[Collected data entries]
────────────────────────────────────────

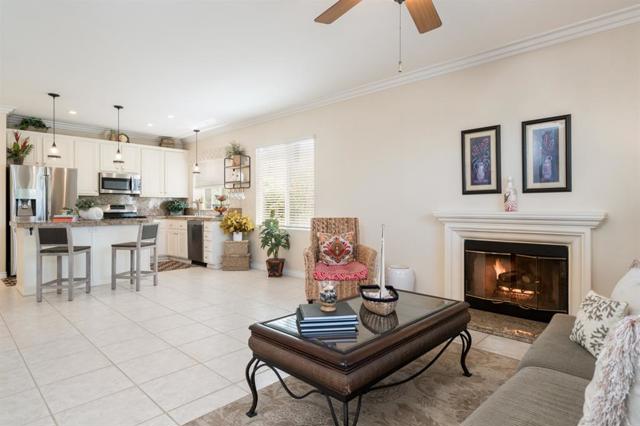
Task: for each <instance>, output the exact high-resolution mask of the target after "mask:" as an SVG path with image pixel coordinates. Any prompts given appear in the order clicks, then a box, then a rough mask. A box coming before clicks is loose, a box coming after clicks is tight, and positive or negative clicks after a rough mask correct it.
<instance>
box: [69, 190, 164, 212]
mask: <svg viewBox="0 0 640 426" xmlns="http://www.w3.org/2000/svg"><path fill="white" fill-rule="evenodd" d="M80 198H90V199H92V200H94V201H95V202H96V204H97V205H99V206H104V205H107V204H135V205H136V206H137V207H138V214H140V215H143V216H165V215H167V214H168V211H167V210H166V209H165V208H164V207H163V206H164V203H165V202H166V201H169V200H173V199H175V198H155V197H134V196H131V195H116V194H102V195H99V196H97V197H84V196H81V197H80Z"/></svg>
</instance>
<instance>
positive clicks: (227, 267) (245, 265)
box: [222, 254, 251, 271]
mask: <svg viewBox="0 0 640 426" xmlns="http://www.w3.org/2000/svg"><path fill="white" fill-rule="evenodd" d="M250 263H251V262H250V258H249V255H248V254H245V255H244V256H222V270H223V271H248V270H249V269H250V267H251V265H250Z"/></svg>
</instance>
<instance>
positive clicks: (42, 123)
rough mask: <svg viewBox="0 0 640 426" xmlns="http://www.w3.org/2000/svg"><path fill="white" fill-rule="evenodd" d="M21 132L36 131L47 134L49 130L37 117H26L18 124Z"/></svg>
mask: <svg viewBox="0 0 640 426" xmlns="http://www.w3.org/2000/svg"><path fill="white" fill-rule="evenodd" d="M18 129H20V130H35V131H37V132H46V131H47V130H49V128H48V127H47V125H46V124H44V121H42V120H41V119H40V118H37V117H25V118H23V119H22V120H20V124H18Z"/></svg>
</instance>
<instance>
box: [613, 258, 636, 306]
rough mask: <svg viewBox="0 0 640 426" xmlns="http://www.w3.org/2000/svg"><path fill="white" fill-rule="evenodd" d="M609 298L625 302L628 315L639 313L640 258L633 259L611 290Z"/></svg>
mask: <svg viewBox="0 0 640 426" xmlns="http://www.w3.org/2000/svg"><path fill="white" fill-rule="evenodd" d="M611 298H612V299H613V300H619V301H621V302H627V303H628V304H629V312H628V314H629V315H640V260H635V261H634V262H633V263H632V264H631V268H630V269H629V271H627V273H626V274H625V275H624V276H623V277H622V278H620V281H618V283H617V284H616V286H615V287H614V289H613V291H612V292H611Z"/></svg>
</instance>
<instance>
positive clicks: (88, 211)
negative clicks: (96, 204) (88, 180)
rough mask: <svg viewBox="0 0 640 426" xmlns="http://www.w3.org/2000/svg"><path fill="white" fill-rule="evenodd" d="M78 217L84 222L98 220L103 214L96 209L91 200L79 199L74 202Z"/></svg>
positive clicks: (89, 198) (94, 205)
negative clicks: (75, 206)
mask: <svg viewBox="0 0 640 426" xmlns="http://www.w3.org/2000/svg"><path fill="white" fill-rule="evenodd" d="M76 208H77V209H78V215H80V217H81V218H83V219H86V220H100V219H102V216H104V212H103V211H102V209H101V208H100V207H96V202H95V201H93V200H92V199H91V198H79V199H78V201H76Z"/></svg>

────────────────────────────────────────

PROBLEM DETAILS: Which lines in the listing above contain the string "negative"? List each of those lines in full, treating uppercase and lowercase as different.

FINAL ANSWER:
Task: for each <instance>, output the exact high-resolution mask of the target after "mask:" as an SVG path with image pixel coordinates. Any prompts given appear in the order clicks, then a box, then a rough mask. A box coming before clicks is loose, a box coming after clicks is tight, and positive or negative clicks after a rough mask correct it.
negative clicks: (96, 204) (88, 180)
negative clicks: (75, 206)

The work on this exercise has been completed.